> [Work to complete]:
Return exactly the span of lines in the following data that opens with the line containing "Practice. Place a marker on each instance of the blurred" and closes with the line containing "Practice. Place a marker on each instance of the silver". Include nothing else.

> [Records for the task]:
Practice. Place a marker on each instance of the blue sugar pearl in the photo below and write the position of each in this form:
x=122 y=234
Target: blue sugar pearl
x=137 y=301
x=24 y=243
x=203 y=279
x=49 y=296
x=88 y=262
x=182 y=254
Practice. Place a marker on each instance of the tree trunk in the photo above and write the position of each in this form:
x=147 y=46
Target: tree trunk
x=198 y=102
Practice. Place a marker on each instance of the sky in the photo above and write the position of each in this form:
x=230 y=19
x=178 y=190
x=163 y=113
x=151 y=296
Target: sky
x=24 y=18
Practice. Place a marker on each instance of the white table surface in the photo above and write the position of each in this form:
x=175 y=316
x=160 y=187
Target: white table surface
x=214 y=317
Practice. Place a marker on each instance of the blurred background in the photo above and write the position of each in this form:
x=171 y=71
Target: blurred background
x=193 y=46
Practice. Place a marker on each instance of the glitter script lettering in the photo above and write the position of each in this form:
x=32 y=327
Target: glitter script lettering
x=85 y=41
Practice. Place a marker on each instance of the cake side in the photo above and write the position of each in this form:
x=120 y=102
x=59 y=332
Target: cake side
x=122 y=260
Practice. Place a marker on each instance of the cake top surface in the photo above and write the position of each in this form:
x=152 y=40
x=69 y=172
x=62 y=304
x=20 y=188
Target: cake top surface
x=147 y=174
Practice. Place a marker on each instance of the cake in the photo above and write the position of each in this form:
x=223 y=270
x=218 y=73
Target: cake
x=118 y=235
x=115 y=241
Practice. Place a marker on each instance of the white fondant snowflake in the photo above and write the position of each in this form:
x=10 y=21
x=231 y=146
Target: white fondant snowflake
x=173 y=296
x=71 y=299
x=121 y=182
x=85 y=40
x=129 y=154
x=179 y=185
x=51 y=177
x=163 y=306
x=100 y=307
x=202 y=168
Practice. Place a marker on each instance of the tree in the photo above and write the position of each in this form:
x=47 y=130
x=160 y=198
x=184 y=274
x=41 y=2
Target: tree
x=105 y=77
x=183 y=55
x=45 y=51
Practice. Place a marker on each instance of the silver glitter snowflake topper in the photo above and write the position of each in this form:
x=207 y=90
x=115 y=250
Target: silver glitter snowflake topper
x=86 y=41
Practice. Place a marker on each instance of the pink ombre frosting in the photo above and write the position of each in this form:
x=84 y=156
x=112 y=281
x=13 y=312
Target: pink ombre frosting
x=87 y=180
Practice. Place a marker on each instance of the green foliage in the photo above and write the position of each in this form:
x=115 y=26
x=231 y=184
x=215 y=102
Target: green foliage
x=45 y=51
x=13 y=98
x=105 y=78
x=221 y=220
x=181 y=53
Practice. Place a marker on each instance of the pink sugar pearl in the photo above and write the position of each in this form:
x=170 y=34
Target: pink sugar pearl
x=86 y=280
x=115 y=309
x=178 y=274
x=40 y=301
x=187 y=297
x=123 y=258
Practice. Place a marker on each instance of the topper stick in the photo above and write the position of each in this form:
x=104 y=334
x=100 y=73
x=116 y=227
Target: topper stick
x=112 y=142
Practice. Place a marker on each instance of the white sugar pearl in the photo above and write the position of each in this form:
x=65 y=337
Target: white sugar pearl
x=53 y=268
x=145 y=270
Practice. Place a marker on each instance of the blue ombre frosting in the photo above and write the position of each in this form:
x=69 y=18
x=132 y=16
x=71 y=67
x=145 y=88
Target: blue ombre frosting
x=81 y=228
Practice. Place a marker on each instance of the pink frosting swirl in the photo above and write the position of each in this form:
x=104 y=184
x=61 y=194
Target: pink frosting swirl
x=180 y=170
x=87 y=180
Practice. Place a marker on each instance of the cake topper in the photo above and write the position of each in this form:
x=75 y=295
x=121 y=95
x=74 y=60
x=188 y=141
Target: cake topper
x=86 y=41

> [Solution for this task]:
Practice. Place a marker on each instance of the blurred background in the photo above and write the position of each in this form:
x=171 y=71
Target: blurred background
x=193 y=46
Practice. Place a marker on each instance of the glitter script lettering in the photo above and write the position of each in this form:
x=32 y=327
Target: glitter script lettering
x=85 y=41
Practice. Place a marker on each instance of the cake side in the photo above and write the position of each in this form:
x=120 y=102
x=59 y=332
Target: cake side
x=122 y=260
Practice. Place a marker on each instance of the cake top surface in the photo above and write the position of each in this form:
x=152 y=40
x=69 y=172
x=62 y=304
x=20 y=188
Target: cake top surface
x=147 y=174
Practice. Place a marker on each instance of the cake in the photo above and write the position of each in this form:
x=223 y=270
x=218 y=73
Target: cake
x=118 y=235
x=115 y=241
Practice. Place a marker on each instance of the white fondant snowflake in the photo above and write the position of each in this form:
x=10 y=21
x=231 y=146
Target: white fondant snowflake
x=173 y=296
x=71 y=299
x=121 y=182
x=85 y=40
x=129 y=154
x=179 y=185
x=51 y=177
x=163 y=306
x=100 y=307
x=202 y=168
Practice. Place a marker on each instance of the tree in the photo above and write the position of each in this form:
x=47 y=130
x=160 y=198
x=184 y=274
x=41 y=2
Target: tree
x=105 y=77
x=183 y=55
x=45 y=51
Practice. Place a marker on each instance of the silver glitter snowflake topper in the photo above and write the position of each in this form:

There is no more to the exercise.